── TASK INPUTS

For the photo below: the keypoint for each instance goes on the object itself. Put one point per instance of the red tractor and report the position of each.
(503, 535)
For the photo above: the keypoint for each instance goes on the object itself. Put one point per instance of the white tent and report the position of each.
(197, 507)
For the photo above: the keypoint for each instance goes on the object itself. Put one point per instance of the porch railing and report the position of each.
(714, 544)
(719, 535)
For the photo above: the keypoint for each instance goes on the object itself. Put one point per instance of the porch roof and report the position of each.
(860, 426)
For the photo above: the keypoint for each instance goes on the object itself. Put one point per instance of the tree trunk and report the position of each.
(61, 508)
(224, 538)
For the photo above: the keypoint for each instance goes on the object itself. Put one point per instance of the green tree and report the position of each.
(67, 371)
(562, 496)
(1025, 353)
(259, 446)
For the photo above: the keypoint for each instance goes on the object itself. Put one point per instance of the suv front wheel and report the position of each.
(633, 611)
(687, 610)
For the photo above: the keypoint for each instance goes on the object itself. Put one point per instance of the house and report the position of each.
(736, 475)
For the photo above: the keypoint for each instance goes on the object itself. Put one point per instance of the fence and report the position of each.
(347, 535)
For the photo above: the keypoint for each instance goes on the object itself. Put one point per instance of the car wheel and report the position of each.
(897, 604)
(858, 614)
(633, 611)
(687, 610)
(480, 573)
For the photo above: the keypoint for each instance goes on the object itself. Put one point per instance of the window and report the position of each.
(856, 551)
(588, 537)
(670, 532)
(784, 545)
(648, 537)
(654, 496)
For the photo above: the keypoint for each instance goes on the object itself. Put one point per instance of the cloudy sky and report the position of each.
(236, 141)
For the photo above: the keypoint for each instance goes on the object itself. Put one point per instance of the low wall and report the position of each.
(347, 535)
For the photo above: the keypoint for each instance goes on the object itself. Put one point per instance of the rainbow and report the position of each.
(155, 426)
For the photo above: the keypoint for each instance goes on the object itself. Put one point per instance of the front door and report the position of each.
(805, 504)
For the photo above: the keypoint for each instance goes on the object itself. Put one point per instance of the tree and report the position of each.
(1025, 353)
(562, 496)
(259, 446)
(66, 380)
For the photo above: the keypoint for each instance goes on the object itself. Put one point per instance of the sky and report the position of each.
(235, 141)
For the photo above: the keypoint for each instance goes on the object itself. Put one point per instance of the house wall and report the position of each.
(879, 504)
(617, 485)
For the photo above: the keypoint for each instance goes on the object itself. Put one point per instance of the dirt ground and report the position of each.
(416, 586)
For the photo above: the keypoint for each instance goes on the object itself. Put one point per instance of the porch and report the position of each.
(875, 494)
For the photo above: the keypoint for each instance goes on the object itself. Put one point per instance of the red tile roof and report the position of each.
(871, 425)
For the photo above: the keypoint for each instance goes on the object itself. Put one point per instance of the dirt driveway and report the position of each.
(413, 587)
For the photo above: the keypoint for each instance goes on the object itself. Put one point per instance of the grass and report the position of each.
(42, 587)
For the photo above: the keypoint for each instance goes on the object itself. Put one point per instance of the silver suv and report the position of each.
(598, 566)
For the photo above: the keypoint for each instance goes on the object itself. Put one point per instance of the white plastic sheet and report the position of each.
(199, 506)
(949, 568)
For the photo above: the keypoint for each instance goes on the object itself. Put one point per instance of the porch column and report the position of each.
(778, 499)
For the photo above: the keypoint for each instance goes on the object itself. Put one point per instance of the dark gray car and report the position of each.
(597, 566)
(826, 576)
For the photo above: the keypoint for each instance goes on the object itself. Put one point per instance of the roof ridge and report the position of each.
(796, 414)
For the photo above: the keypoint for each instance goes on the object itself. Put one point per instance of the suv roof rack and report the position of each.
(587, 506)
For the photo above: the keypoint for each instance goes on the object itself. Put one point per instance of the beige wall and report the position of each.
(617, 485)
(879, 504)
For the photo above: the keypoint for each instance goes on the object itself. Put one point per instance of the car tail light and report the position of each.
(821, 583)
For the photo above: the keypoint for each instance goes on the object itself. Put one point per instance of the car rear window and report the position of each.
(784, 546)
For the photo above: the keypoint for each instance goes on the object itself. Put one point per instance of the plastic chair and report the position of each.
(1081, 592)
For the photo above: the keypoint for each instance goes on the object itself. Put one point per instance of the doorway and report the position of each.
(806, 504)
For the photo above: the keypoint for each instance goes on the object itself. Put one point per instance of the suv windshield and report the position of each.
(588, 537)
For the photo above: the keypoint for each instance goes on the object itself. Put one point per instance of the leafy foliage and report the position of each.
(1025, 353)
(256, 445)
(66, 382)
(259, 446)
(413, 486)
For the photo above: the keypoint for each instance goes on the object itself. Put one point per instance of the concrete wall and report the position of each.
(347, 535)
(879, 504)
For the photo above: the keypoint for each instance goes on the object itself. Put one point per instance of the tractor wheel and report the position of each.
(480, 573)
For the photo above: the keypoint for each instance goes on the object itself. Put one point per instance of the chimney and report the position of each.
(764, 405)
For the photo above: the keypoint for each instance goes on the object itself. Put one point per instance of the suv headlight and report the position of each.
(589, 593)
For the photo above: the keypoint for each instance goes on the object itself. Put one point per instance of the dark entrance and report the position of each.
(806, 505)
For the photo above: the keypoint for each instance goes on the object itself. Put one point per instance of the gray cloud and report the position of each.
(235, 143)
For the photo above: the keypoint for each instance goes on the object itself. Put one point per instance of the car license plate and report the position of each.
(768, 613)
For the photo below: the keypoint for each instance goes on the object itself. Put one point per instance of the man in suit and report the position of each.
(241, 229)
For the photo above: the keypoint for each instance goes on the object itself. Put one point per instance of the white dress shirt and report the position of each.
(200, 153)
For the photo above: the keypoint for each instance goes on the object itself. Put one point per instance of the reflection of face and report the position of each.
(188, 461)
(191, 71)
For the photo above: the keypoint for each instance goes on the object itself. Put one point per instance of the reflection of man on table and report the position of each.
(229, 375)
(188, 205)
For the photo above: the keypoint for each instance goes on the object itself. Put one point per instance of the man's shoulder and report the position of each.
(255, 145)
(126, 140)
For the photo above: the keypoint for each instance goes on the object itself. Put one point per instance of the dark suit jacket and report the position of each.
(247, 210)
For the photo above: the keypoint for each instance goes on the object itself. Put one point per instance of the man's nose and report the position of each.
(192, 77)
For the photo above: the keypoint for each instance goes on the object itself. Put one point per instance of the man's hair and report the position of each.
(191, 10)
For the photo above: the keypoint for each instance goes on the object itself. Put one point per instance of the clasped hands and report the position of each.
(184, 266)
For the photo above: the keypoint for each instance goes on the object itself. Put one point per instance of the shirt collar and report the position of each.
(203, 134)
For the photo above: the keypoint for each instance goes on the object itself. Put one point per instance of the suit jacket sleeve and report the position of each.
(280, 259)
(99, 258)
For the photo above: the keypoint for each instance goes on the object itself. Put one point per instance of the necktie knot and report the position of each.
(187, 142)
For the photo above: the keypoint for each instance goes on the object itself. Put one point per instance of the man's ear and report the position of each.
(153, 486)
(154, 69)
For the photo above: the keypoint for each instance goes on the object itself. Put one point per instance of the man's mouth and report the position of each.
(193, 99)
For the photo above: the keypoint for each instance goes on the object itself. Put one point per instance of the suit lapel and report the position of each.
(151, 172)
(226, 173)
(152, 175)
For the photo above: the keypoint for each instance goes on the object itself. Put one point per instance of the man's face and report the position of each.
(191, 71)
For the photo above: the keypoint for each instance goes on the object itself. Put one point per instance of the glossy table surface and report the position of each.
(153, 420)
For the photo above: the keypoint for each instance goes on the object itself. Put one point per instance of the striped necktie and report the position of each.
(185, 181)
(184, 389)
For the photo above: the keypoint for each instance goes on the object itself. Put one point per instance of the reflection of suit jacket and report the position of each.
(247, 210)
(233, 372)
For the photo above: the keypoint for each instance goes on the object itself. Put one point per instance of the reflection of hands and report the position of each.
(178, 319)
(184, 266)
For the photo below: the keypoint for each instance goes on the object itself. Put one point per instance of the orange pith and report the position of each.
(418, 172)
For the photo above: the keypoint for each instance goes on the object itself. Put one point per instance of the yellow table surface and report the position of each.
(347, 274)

────

DIRECTION
Set down only these lines, exactly: the line containing "mouth and report the position of each." and each line after it, through the end of the listing.

TASK SOLUTION
For the photo above: the keypoint for each instance goes on the object itself. Put one point per instance of the man's mouth and report the position of each.
(193, 99)
For the photo above: the keypoint for each instance goes on the object itself. Put one point per instance of the suit lapel and report the position of each.
(151, 172)
(226, 173)
(152, 175)
For the photo above: the keypoint for each instance goes on the object itself. Put one point per instance of the man's face and report the position of each.
(191, 71)
For the photo above: the keypoint for each instance goes on the object itself. Put one point per instance of the glossy table surface and report the position of each.
(153, 420)
For the photo above: the keypoint for each instance goes on the object itself. Put one point per instance of the striped necktie and report the position of each.
(185, 181)
(184, 389)
For the photo above: the keypoint for each instance goes on the object itself. Put one point per instance of the reflection of suit jacket and report the position of each.
(247, 210)
(233, 372)
For the photo above: the keypoint for each instance goes on the object itself. Put one point per instance of the reflection of hands and report the position of each.
(178, 319)
(184, 266)
For the photo below: the keypoint for each instance goes on the object itself. Put one point per instance of the orange pith and report the position of each.
(418, 172)
For the photo above: the keypoint for each instance goes on the object itself. Put one point per instance of the yellow table surface and report the position of each.
(347, 274)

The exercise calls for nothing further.